## Excerpt provided:

There is a scene in James Redford’s new film, Resilience, in which a paediatrician cites a parental misdeed so outmoded as to seem bizarre. “Parents used to smoke in the car with kids in the back and the windows rolled up,” she says, incredulous. How long ago those days now seem; how wise today’s parents are to the dangers of those toxins. Yet every week in her clinic in the Bayview-Hunters Point area of San Francisco, children present with symptoms of a new pollutant – one that is just as damaging. But unlike the smoke-filled car, this new pollutant is invisible, curling undetected around children’s lives and causing lasting damage to their lungs, their hearts, their immune systems.
“Stress,” Redford says. “It is a neurotoxin like lead or mercury poisoning.” He mentions the city of Flint in Michigan, where residents were exposed to lead in drinking water. “And that’s literally what’s going on” with children who are “coming from really stressful environments. We know what environmental toxins are. Well, this is an environmental toxin.” The proliferation of so-called “toxic stress” among children, Redford says, “is a public health crisis”.
He had just finished working on a film about dyslexia when he and his film partner, Karen Pritzker, were casting around for their next story. Pritzker came upon the 1998 research by Vincent Felitti and Robert Anda into adverse childhood experiences (ACEs). “She said, ‘Read this.’”
The ACE survey asks people to respond to questions about childhood: did they witness substance abuse? Did their parents divorce or separate? Did anyone in the home have a mental illness? Was a family member imprisoned? Those completing the questionnaire who rack up three or more (out of a possible 10) risk serious ill health. According to Redford’s film, three ACEs means you are twice as likely to develop heart disease as those who score zero. Four means you are three times as likely to have depression. Six reduces your life expectancy by 20 years. “I thought this is completely unknown,” Redford says. “This has to be told.”

## Source material:
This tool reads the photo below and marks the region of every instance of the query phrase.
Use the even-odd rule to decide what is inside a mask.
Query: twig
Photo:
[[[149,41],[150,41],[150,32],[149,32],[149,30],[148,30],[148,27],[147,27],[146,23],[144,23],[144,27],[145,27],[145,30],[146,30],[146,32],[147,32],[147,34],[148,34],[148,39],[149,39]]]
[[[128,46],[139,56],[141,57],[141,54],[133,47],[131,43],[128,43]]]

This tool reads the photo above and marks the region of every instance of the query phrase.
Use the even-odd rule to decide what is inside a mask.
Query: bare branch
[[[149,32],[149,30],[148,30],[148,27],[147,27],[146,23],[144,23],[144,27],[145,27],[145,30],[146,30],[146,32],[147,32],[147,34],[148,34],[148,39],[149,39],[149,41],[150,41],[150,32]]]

## What this exercise asks:
a – In the article on childhood stress, does each statement agree with the text: (i) the clinic mentioned is in the Bayview-Hunters Point area of San Francisco, (ii) the film says four ACEs make a person twice as likely to develop heart disease, (iii) Karen Pritzker came upon the ACE research by Vincent Felitti and Robert Anda? Answer yes or no for each, quoting the deciding words exactly.
b – Quote word for word the part of the article on childhood stress that begins at the words "There is a scene" and stops after "their immune systems.".

## Answers provided:
a –
(i) Yes: "every week in her clinic in the Bayview-Hunters Point area of San Francisco"
(ii) No: "three ACEs means you are twice as likely to develop heart disease as those who score zero"
(iii) Yes: "Pritzker came upon the 1998 research by Vincent Felitti and Robert Anda into adverse childhood experiences (ACEs)"

b –
There is a scene in James Redford’s new film, Resilience, in which a paediatrician cites a parental misdeed so outmoded as to seem bizarre. “Parents used to smoke in the car with kids in the back and the windows rolled up,” she says, incredulous. How long ago those days now seem; how wise today’s parents are to the dangers of those toxins. Yet every week in her clinic in the Bayview-Hunters Point area of San Francisco, children present with symptoms of a new pollutant – one that is just as damaging. But unlike the smoke-filled car, this new pollutant is invisible, curling undetected around children’s lives and causing lasting damage to their lungs, their hearts, their immune systems.